* Texto proporcionado:
El debate sobre el aborto se da, principalmente, entre quienes privilegian el derecho de la mujer para decidir si portar o no al no nacido una vez que ella ha quedado embarazada (los Pro Elección), y aquellos que creen que el derecho a la vida del no nacido es inviolable, y que en consecuencia, la libertad de la mujer no la faculta o autoriza para privar de su vida al niño que está en su interior (los Pro Vida).

Ronald Dworkin, destacado filósofo Pro Elección, señala “una mujer que, al no poder tener acceso a un aborto temprano y seguro, es forzada a dar a luz a un niño que no desea, no goza ya del dominio sobre su propio cuerpo: la ley la somete a una especie de esclavitud. Sin embargo, esto es solo el comienzo. Para muchas mujeres, dar a luz niños no deseados significa la destrucción de sus propias vidas, o porque ellas mismas son todavía niñas, o porque ya no les será posible trabajar o estudiar más, o vivir de una manera que le resulte significativa, porque no puede mantener a sus hijos (por supuesto, estos perjuicios se multiplican e intensifican si el embarazo tiene su origen en una violación o incesto o si el niño nace con serios impedimentos físicos o psicológicos)”. Además, sostiene que si bien es innegable que aparece una vida en el momento de la fecundación, esta no es digna de protección por “carecer del sustrato neural necesario”, y que “la creencia en el valor sagrado de la vida es religiosa, y el Estado no puede coartar la libertad de los ciudadanos para proteger un valor de índole religioso”.

Los Pro Vida responden, con respecto al dominio sobre el propio cuerpo, que no puede implicar el dar muerte a otro y que, por el contrario, existiría un deber de cuidado de la madre respecto al no nacido durante el embarazo; que las aspiraciones profesionales de la madre no son suficiente justificación para autorizar el aborto, y que tampoco sería legítimo eliminar al individuo que es fruto de una violación, por cuanto no es justo hacerlo responsable del crimen de su padre. Asimismo, agregan que la sacralidad del derecho a la vida es el fundamento de la vida social, y no una mera cuestión religiosa, y que en virtud de ella se castiga el homicidio y se protege a todo aquel que vea su vida en peligro; y, por último, que el desarrollo neural no es lo que nos hace dignos de derechos, sino el hecho de ser humanos, siendo esto lo mismo que debe animar a la sociedad a proteger la dignidad de todos sin importar su sexo, raza o condición.

* Problema planteado 1: Según el texto sobre el debate del aborto, ¿qué razón da Dworkin para sostener que la vida que aparece en la fecundación no es digna de protección?
El texto y el listado no tienen relación entre sí.

* Datos de entrada:

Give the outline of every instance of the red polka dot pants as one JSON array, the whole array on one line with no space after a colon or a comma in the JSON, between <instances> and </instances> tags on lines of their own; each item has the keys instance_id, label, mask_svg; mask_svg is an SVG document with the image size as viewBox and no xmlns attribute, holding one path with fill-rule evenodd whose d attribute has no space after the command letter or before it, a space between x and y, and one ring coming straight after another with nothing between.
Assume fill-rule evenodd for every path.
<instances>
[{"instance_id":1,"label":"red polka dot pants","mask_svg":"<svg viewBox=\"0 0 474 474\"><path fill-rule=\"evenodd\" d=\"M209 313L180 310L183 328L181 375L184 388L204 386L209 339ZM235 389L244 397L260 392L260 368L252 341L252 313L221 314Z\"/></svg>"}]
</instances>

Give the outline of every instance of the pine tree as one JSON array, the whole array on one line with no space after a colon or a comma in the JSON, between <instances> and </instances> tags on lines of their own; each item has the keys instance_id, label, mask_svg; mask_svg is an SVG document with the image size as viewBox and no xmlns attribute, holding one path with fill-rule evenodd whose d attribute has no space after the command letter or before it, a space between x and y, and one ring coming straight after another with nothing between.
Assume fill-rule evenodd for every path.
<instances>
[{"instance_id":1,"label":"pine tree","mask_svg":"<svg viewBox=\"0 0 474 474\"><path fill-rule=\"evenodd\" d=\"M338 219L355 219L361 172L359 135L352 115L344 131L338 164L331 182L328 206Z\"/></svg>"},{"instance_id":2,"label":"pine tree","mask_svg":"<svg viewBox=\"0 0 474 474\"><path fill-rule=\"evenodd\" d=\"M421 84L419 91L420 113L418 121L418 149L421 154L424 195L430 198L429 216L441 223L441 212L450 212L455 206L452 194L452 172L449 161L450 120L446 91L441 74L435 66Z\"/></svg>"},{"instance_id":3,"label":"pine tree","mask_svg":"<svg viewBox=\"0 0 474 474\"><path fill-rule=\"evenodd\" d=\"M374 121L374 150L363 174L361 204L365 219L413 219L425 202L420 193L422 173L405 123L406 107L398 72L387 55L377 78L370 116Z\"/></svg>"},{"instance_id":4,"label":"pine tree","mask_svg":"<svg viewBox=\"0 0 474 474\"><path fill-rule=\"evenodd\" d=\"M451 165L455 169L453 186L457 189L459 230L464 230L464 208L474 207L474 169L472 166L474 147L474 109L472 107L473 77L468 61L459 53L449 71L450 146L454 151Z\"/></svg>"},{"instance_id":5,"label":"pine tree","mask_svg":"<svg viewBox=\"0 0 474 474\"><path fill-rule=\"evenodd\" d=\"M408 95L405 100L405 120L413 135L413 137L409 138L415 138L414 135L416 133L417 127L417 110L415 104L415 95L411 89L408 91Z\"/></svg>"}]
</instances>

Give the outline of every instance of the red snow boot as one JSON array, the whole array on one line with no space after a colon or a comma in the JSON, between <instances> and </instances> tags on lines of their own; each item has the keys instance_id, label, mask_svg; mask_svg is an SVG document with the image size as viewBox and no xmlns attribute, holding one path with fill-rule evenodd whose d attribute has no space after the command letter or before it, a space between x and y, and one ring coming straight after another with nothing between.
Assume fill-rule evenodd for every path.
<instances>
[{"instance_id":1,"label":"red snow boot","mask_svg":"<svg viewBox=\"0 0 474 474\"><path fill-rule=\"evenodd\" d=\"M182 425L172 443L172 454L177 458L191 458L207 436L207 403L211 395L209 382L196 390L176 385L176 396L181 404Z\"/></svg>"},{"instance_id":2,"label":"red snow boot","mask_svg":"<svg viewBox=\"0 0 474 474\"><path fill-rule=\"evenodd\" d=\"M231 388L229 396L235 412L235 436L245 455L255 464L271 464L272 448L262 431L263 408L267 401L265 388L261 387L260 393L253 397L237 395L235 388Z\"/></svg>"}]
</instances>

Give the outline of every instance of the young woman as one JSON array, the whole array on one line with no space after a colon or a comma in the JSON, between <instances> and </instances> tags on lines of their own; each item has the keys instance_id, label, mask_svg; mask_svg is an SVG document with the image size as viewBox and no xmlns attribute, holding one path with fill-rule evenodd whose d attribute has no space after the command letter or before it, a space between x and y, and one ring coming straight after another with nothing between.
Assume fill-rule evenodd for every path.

* Problema planteado 2: Cuenta cuántas líneas del listado contienen la palabra "tree" y responde solo con el número.

* Salida esperada 1: Que carece del sustrato neural necesario.

* Salida esperada 2: 2